Exercise description | Copy the records below word for word, beginning at the line that contains "For each instance of the sunken" and stopping after the line that contains "For each instance of the rippled", with both of those lines included.
### Data to use ###
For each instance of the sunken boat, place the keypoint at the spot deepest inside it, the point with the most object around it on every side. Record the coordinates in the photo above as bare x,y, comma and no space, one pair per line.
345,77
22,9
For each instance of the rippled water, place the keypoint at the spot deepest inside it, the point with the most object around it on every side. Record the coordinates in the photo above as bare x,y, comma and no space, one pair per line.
###
### Data to use ###
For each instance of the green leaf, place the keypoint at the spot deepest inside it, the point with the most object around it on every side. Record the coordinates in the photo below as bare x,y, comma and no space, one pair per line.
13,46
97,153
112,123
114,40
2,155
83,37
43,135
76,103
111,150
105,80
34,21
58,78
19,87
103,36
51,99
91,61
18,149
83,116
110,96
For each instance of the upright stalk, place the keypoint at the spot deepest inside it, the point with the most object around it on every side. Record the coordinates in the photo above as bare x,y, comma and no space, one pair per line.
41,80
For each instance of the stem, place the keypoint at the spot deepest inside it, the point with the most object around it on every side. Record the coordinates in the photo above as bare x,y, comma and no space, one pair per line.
###
### Data to use ###
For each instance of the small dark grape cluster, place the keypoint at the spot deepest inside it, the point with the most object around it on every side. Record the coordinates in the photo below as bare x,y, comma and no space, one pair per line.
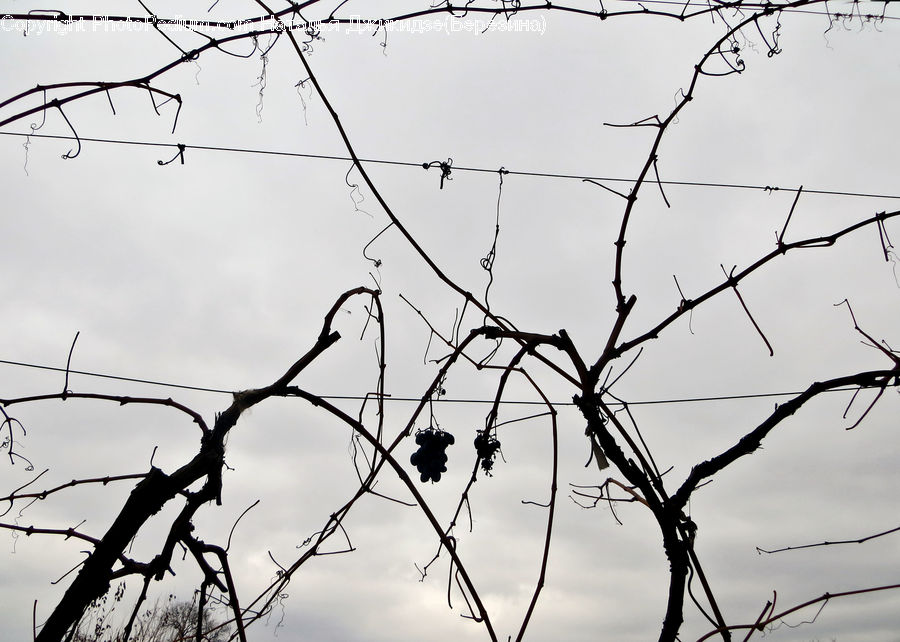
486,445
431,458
###
The result |
For each instance of the sunken boat, place the keypoint at the spot deepest inside it, the point with the most object around it on every side. Record the coordinates in the photo above as bare x,y, comma and no space, one pair per line.
345,77
22,9
For each instance of the rippled water, place the keypoint at the spot deepest inside it, the point with the most object around it on every side. Record the coordinates in the photo above as bare x,y, comma and no space, one pair per line.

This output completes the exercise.